======== Records shown ========
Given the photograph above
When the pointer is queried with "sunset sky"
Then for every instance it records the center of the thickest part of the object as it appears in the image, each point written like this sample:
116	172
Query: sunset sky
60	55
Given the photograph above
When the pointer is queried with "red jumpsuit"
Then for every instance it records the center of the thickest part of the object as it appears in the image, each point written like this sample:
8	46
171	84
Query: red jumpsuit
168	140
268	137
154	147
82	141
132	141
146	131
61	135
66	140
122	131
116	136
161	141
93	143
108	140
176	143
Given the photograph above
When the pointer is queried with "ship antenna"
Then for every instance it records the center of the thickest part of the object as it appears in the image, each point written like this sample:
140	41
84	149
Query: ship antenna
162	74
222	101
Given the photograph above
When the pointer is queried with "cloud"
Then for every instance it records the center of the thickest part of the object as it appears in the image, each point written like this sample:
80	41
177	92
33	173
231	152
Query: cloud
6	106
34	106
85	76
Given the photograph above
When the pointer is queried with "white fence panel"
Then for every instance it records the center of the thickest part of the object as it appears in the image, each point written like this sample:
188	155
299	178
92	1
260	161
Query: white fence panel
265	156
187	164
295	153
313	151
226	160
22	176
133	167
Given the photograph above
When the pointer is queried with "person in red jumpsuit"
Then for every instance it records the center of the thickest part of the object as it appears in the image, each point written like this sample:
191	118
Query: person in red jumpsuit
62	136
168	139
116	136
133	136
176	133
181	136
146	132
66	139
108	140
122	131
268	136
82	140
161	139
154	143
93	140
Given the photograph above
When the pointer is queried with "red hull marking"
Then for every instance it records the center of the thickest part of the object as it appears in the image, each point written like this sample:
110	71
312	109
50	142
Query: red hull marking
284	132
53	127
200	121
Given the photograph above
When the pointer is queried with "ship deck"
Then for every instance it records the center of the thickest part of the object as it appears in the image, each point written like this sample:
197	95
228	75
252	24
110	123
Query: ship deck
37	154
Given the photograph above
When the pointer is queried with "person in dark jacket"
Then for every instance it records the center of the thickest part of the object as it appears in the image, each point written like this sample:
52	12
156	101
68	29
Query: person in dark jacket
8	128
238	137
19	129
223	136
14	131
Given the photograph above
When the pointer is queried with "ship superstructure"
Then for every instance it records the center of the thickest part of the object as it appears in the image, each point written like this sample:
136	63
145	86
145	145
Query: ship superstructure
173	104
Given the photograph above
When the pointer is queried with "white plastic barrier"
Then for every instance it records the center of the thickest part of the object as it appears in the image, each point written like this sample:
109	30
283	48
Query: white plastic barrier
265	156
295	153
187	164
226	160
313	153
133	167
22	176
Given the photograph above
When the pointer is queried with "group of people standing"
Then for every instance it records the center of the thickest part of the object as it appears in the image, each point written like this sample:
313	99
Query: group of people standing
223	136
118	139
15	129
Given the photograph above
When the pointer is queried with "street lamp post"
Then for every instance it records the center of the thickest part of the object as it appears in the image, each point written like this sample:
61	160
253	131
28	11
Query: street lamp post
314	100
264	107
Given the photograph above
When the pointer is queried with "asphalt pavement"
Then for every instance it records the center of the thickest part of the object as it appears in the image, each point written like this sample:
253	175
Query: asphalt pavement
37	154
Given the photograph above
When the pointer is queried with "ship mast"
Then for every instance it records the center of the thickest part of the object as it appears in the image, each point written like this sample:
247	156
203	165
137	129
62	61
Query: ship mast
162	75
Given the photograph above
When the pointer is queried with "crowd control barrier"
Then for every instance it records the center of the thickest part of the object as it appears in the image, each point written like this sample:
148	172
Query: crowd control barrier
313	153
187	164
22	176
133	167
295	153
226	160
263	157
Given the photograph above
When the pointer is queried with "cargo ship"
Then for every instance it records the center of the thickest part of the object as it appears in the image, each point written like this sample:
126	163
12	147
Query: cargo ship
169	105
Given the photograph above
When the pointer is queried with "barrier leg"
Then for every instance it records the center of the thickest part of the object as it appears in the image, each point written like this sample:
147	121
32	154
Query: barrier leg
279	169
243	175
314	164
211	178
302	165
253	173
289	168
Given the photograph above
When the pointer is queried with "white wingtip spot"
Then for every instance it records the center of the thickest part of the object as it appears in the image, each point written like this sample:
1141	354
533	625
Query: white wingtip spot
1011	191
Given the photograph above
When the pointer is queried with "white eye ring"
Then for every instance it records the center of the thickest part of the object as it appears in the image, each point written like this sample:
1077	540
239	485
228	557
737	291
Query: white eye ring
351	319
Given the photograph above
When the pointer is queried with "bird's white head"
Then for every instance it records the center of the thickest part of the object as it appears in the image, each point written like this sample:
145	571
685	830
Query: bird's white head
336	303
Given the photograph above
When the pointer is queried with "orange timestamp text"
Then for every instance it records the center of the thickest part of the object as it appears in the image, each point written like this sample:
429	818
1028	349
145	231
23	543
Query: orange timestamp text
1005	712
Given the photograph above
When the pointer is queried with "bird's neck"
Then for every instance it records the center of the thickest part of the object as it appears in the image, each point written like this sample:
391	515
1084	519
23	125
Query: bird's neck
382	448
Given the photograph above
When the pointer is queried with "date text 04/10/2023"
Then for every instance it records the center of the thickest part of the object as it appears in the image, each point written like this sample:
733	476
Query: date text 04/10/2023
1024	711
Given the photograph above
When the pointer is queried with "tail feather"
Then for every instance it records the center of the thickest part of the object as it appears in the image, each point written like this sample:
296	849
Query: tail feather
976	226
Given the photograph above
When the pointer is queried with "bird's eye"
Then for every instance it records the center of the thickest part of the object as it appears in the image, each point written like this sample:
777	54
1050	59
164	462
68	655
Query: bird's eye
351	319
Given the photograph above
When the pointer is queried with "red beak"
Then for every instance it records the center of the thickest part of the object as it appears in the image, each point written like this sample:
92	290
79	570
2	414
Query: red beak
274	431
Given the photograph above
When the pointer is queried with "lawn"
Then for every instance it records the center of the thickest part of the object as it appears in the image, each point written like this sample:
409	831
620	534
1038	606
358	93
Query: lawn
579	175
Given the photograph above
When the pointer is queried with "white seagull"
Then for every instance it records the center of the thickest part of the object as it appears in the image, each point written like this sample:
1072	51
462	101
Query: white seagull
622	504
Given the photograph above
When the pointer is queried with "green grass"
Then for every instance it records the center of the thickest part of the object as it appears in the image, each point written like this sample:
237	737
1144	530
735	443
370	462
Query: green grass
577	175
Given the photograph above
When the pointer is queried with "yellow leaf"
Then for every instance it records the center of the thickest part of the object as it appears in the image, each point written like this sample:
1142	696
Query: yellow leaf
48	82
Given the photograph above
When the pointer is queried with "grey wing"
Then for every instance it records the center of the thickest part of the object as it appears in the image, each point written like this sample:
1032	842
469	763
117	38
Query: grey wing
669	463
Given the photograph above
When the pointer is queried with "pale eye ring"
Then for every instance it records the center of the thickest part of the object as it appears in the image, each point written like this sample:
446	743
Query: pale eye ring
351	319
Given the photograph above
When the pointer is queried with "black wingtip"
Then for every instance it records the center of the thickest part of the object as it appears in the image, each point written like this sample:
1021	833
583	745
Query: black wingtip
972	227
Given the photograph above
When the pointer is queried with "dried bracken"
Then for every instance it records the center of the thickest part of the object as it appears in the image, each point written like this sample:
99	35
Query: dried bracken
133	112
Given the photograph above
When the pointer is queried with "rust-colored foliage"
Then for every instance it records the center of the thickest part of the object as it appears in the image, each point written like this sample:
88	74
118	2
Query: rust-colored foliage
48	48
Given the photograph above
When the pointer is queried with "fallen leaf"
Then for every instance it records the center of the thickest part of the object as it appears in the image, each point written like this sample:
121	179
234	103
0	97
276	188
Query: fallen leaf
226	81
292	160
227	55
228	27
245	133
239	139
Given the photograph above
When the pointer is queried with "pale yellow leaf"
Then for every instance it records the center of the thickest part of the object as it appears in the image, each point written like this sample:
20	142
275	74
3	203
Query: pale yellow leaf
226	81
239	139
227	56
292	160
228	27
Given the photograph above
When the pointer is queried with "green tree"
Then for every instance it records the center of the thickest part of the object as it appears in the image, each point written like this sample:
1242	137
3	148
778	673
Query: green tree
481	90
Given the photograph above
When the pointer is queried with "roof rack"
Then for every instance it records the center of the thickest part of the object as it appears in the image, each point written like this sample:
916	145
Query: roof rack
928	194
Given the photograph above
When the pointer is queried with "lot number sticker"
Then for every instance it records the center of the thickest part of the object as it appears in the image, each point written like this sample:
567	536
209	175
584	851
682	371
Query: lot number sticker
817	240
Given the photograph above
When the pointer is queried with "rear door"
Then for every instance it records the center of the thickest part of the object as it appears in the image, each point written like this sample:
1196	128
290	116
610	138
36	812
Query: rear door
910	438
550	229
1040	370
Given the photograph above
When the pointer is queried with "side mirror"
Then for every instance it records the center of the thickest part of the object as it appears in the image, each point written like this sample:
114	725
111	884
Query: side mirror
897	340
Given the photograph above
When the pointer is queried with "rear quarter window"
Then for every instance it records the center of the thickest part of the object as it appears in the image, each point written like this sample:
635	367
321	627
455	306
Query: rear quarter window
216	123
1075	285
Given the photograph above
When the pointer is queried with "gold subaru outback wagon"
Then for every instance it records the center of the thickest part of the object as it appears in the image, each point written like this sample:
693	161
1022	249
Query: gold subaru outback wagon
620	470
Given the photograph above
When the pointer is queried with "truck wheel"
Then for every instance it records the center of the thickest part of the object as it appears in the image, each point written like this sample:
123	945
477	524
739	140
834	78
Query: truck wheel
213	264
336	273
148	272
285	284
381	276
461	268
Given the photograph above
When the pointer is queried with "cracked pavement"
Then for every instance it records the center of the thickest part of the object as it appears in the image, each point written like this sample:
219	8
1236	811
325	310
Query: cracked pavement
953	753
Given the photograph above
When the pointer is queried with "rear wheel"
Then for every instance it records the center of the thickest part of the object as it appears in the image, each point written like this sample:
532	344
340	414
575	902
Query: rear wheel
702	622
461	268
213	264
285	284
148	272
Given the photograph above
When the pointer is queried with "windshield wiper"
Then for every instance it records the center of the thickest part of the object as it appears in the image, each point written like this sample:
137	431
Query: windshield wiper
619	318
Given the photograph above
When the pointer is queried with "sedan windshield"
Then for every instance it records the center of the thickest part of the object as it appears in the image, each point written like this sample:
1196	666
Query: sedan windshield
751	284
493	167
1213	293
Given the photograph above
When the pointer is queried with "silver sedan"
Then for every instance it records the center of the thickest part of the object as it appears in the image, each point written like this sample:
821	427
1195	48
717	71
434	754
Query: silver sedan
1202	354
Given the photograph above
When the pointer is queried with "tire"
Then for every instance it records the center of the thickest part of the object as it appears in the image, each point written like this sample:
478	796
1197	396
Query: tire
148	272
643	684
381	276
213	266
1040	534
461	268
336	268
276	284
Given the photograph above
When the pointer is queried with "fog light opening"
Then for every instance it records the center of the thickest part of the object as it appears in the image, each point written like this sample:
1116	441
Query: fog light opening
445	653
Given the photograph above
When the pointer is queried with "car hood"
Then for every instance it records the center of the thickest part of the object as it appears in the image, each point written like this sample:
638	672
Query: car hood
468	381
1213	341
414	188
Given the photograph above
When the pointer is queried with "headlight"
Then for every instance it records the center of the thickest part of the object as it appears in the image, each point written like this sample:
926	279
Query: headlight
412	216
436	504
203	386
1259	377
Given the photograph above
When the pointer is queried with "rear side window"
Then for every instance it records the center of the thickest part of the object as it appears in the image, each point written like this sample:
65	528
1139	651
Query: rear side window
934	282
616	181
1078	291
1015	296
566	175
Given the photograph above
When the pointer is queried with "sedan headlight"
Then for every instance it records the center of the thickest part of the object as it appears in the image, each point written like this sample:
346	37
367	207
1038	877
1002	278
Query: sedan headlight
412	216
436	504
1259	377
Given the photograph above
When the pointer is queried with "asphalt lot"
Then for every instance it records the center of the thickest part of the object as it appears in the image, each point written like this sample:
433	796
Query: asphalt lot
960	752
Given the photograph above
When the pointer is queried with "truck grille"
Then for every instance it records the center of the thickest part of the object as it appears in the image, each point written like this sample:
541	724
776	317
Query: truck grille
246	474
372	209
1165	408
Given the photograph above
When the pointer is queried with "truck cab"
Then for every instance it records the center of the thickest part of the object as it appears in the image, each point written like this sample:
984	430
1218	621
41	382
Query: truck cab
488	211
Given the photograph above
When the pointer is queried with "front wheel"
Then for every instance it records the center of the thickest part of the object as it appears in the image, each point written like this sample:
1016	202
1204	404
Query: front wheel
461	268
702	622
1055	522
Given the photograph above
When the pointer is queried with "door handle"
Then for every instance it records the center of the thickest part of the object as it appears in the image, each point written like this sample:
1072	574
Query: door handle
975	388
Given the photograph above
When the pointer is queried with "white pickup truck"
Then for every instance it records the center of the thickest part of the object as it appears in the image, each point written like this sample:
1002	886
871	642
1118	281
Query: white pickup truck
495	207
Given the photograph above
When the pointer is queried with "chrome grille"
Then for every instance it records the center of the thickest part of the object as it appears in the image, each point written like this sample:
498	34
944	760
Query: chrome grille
========
◆ **Exercise aim**
Search the entries above for the string "chrome", and report each line where it occurs.

◆ **Solution for this exercise**
When the pointer is queried with "chrome grille"
Query: chrome grille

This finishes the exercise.